# [Records shown]
= = = =

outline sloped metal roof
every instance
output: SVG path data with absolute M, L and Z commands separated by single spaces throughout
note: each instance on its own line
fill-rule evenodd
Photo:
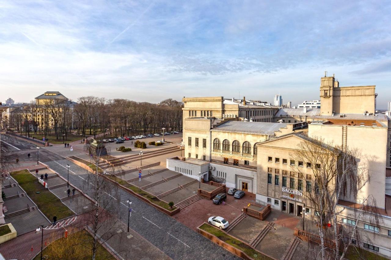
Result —
M 274 132 L 286 126 L 287 124 L 284 123 L 228 121 L 211 131 L 274 135 Z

= = = =

# [Task directions]
Identify every line of the material above that contains the word "instance", and copy each of those lines.

# [Complete response]
every instance
note: each instance on its own line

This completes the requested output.